**Prompt**
The required output is every line from the beginning of the entries below through the line that includes "Concept: boy's leg", copied exactly.

**Entries shown**
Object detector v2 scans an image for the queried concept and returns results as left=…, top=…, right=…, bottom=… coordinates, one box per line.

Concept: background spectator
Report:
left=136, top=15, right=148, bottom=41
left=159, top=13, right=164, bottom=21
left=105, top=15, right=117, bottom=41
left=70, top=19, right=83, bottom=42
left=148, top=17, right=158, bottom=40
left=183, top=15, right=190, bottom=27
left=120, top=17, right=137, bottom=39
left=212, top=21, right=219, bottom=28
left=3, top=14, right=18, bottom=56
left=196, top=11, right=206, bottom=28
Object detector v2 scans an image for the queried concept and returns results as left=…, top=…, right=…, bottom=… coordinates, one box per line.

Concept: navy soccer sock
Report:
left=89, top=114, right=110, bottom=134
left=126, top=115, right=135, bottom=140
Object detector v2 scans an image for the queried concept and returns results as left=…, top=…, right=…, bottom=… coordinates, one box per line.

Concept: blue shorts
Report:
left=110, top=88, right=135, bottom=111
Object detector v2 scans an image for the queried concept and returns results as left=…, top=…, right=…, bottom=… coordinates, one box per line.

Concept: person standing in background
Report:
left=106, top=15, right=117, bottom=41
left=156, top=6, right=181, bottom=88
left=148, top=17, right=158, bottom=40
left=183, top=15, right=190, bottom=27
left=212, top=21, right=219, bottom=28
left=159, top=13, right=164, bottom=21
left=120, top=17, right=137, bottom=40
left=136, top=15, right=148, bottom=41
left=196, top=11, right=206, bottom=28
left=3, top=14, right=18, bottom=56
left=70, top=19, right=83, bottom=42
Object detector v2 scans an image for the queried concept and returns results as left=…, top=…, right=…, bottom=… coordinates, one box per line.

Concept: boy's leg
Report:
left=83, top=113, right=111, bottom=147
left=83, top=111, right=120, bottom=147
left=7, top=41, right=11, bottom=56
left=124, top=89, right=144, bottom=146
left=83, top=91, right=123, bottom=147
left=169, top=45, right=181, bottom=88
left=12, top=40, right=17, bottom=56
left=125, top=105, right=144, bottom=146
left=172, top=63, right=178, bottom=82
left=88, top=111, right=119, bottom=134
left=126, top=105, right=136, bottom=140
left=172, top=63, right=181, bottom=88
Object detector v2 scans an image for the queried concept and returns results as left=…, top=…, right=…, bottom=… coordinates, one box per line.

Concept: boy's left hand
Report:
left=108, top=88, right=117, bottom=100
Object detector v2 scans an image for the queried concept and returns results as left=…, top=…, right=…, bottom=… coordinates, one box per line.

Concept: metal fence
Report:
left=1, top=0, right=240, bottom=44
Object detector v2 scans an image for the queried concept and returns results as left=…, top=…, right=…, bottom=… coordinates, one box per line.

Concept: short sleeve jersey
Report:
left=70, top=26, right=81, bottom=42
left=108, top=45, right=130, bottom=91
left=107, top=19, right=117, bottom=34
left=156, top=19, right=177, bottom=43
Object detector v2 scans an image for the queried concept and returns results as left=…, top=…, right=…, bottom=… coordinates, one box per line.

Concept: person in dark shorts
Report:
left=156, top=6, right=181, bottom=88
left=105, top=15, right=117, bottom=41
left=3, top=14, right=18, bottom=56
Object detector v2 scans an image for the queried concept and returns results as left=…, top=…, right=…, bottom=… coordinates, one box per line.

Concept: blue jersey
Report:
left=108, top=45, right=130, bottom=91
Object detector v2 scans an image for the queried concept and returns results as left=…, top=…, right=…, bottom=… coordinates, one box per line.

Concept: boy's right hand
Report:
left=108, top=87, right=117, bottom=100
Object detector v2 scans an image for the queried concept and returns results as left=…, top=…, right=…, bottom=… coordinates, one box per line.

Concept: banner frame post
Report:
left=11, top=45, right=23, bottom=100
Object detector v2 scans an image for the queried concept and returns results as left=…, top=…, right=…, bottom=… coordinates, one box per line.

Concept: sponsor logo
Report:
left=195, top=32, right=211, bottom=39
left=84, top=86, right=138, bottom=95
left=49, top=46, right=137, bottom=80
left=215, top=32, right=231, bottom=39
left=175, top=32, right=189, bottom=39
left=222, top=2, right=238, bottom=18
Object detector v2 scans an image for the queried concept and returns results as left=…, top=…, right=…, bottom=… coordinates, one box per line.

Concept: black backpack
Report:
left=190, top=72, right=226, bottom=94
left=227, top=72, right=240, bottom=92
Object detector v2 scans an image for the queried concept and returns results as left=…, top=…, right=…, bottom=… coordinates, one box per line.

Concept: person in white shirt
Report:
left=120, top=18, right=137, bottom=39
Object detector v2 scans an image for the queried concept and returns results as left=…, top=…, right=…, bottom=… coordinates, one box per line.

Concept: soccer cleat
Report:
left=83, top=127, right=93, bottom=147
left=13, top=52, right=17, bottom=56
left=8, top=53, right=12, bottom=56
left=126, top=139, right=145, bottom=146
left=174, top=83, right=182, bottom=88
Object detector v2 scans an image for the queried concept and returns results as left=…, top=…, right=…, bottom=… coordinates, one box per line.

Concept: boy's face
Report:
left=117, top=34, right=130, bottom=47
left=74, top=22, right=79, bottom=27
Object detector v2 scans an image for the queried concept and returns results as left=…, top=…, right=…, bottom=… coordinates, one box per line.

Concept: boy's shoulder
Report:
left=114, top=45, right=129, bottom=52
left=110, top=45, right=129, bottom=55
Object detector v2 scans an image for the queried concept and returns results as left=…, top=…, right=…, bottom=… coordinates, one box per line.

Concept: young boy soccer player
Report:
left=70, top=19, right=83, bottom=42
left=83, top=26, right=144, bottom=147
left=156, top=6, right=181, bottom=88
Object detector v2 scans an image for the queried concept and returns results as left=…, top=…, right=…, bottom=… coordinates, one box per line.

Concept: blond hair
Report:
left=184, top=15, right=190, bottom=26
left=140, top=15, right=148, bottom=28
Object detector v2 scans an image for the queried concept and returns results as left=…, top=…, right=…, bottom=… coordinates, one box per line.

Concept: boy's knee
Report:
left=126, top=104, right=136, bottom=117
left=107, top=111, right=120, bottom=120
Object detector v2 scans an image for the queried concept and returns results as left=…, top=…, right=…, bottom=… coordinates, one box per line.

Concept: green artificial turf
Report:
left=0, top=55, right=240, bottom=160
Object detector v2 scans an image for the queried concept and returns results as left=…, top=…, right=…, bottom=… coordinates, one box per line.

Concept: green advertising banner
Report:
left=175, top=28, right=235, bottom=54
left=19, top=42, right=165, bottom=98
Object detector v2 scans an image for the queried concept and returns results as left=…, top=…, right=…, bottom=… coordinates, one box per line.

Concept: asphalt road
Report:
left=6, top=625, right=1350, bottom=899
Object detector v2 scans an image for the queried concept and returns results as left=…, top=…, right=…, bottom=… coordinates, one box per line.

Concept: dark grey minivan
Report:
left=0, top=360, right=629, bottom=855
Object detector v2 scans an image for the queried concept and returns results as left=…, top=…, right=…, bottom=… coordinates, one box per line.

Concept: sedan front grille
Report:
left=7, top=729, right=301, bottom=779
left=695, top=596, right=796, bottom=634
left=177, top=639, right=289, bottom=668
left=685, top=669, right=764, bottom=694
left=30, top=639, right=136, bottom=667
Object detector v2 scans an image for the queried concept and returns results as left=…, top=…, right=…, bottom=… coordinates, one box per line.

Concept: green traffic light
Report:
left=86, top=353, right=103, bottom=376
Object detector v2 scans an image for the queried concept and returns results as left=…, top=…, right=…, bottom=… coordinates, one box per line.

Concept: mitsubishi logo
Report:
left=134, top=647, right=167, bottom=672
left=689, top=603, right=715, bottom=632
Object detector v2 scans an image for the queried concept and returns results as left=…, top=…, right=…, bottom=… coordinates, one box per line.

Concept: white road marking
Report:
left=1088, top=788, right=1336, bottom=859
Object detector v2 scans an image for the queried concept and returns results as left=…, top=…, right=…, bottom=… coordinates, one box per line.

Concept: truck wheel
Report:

**The completed task**
Object detector v2 scans an image for the queried concept and returns results as left=…, top=…, right=…, bottom=… coordinates, one box per line.

Concept: background spectator
Report:
left=136, top=15, right=148, bottom=41
left=159, top=13, right=164, bottom=21
left=105, top=15, right=117, bottom=41
left=70, top=19, right=83, bottom=42
left=148, top=17, right=158, bottom=40
left=183, top=15, right=190, bottom=27
left=120, top=17, right=137, bottom=39
left=212, top=21, right=219, bottom=28
left=3, top=14, right=18, bottom=56
left=196, top=11, right=206, bottom=28
Object detector v2 scans an image for the queried concept and returns results as left=…, top=…, right=…, bottom=… coordinates, one box per line.

Concept: navy soccer sock
Report:
left=89, top=114, right=110, bottom=134
left=126, top=115, right=135, bottom=140
Object detector v2 scans an image for the queried concept and returns results as left=…, top=…, right=…, bottom=… coordinates, one box per line.

Concept: blue shorts
Report:
left=110, top=88, right=135, bottom=111
Object detector v2 scans an image for the queried concept and returns results as left=…, top=…, right=…, bottom=… coordinates, one box per line.

Concept: person standing in background
Report:
left=106, top=15, right=117, bottom=41
left=156, top=6, right=181, bottom=88
left=148, top=17, right=158, bottom=40
left=183, top=15, right=190, bottom=27
left=212, top=21, right=219, bottom=28
left=159, top=13, right=164, bottom=21
left=120, top=17, right=137, bottom=40
left=136, top=15, right=148, bottom=41
left=196, top=11, right=206, bottom=28
left=3, top=14, right=18, bottom=56
left=70, top=19, right=83, bottom=42
Object detector v2 scans an image for the queried concept and returns results as left=…, top=…, right=…, bottom=… coordinates, one box per line.

Concept: boy's leg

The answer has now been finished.